Stored data entries
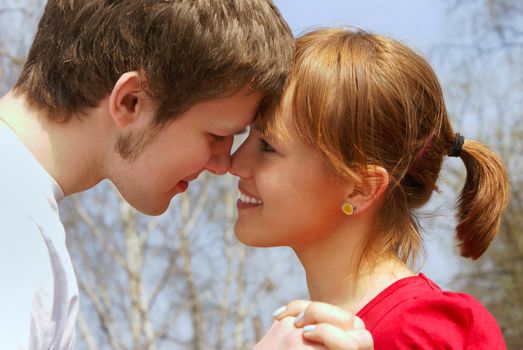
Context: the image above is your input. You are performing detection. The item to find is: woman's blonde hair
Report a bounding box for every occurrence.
[263,28,509,266]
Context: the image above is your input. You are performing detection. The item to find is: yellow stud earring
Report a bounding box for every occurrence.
[342,203,357,216]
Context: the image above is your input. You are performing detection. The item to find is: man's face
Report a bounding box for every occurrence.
[110,87,263,215]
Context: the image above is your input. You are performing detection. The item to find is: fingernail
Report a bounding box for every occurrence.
[294,311,304,325]
[303,325,317,333]
[272,305,286,318]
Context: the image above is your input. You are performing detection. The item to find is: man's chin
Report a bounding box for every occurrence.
[142,206,169,216]
[129,198,171,216]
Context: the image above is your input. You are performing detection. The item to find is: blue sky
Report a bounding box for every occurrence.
[274,0,447,52]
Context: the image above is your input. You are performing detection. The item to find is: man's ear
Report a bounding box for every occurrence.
[345,166,389,215]
[109,72,152,128]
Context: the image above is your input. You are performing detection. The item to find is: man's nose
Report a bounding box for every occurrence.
[206,136,234,175]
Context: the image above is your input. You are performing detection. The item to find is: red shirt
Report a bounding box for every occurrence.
[357,274,506,349]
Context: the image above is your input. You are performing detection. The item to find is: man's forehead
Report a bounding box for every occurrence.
[212,119,250,135]
[207,87,263,133]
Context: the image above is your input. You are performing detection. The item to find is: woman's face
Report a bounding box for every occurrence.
[229,109,352,249]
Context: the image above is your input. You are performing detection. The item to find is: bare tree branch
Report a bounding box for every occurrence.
[77,310,98,350]
[215,176,236,349]
[74,197,128,271]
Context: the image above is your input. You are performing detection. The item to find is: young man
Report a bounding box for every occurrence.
[0,1,371,349]
[0,1,293,348]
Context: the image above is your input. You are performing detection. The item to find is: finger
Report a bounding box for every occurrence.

What is being asked => The word "woman" appears on some lines of the data above; count those lines and return only the number.

Exercise output => 2